Leaving out the pictures, restate each record below word for word.

━━━━━ WORKING DATA ━━━━━

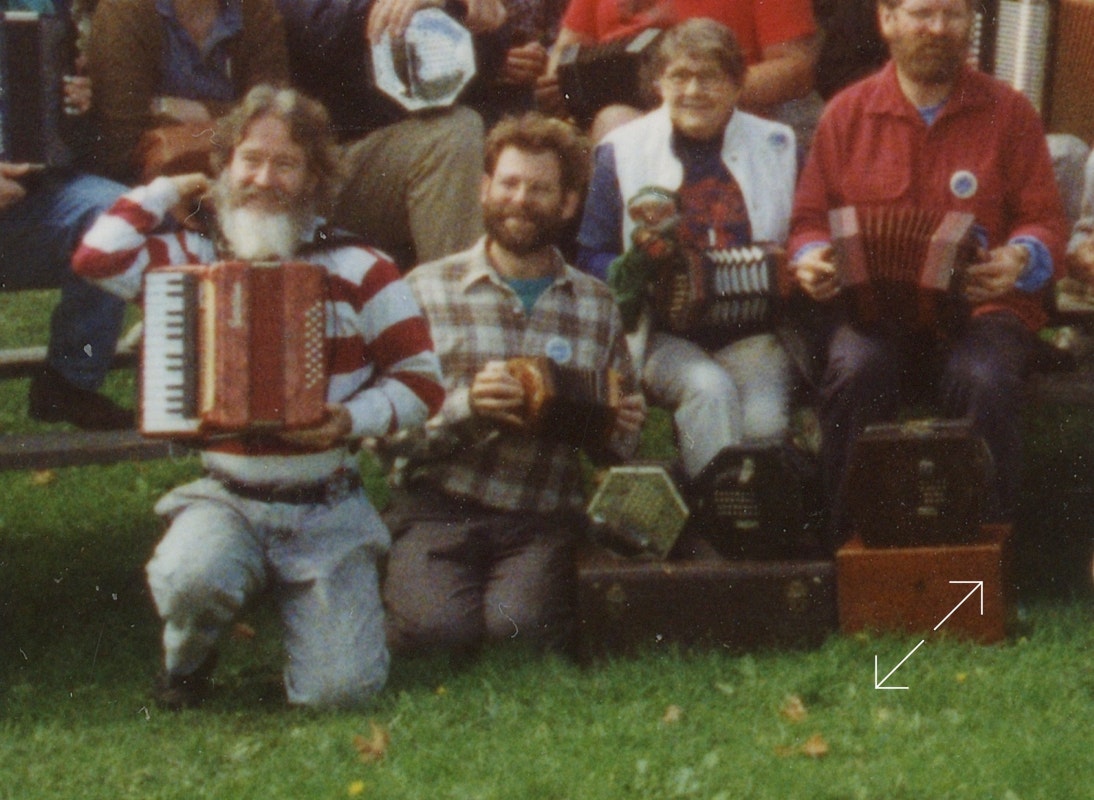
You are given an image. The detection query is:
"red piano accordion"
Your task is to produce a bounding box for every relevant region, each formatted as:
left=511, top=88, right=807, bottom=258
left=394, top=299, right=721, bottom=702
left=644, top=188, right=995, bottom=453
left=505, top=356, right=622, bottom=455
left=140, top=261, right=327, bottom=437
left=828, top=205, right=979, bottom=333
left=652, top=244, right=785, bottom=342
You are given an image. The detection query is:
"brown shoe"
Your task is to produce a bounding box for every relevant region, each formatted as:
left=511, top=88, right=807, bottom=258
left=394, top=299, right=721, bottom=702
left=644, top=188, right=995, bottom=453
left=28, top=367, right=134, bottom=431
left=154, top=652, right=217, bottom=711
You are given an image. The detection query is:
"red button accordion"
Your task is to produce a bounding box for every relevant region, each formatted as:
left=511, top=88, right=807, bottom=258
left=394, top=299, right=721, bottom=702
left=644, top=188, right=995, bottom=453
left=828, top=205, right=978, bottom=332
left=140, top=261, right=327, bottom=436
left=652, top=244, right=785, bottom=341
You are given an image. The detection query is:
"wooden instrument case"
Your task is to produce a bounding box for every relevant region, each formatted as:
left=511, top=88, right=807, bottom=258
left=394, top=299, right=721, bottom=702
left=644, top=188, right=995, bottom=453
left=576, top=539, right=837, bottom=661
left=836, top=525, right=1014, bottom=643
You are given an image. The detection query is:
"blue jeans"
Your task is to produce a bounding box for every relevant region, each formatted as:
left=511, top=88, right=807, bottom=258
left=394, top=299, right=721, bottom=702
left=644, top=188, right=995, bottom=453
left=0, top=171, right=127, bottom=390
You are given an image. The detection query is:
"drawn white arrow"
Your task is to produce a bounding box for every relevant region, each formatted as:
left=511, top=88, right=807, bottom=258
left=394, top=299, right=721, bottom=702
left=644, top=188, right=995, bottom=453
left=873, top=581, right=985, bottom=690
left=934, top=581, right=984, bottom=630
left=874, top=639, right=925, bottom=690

━━━━━

### EXPECTED ANSWER
You are given an image. The detection query is:
"red piano accordion"
Your task is to produce a bounding box for every relevant region, each formatted as:
left=511, top=88, right=807, bottom=258
left=394, top=299, right=721, bottom=702
left=644, top=188, right=995, bottom=453
left=505, top=356, right=622, bottom=455
left=140, top=261, right=327, bottom=437
left=828, top=205, right=979, bottom=333
left=652, top=244, right=785, bottom=342
You are given an image. The detection query is:
"brown shoe"
Your task is to produce a bounding box for every relevant region, each formatted as:
left=511, top=88, right=807, bottom=258
left=394, top=299, right=721, bottom=702
left=644, top=188, right=995, bottom=453
left=28, top=367, right=134, bottom=431
left=154, top=652, right=217, bottom=711
You are given an image. The detection query is:
"red button accordion"
Your task is to produce a bounding box for every relevant region, each formatted as:
left=511, top=88, right=807, bottom=258
left=394, top=299, right=721, bottom=702
left=644, top=188, right=995, bottom=453
left=828, top=205, right=978, bottom=332
left=140, top=261, right=327, bottom=436
left=652, top=244, right=785, bottom=341
You are given an image. The detection query is:
"wooden instrument case"
Your task is to produce a bounding box for every relevant region, each formatted as:
left=511, top=88, right=807, bottom=258
left=394, top=299, right=721, bottom=702
left=644, top=188, right=995, bottom=453
left=576, top=539, right=837, bottom=661
left=836, top=525, right=1014, bottom=643
You are given an image. The detection query is:
"blue jeans"
Your task is to produce a bounding box for every relevant region, each formatted as:
left=511, top=88, right=807, bottom=258
left=394, top=299, right=721, bottom=702
left=644, top=188, right=995, bottom=453
left=0, top=171, right=127, bottom=390
You are given an image. The detection query is:
"drawn white arrow"
Your task is to produce a bounding box for every relevant region, each formatted as:
left=511, top=88, right=807, bottom=258
left=394, top=299, right=721, bottom=702
left=644, top=188, right=995, bottom=453
left=873, top=581, right=985, bottom=690
left=934, top=581, right=984, bottom=630
left=874, top=639, right=925, bottom=690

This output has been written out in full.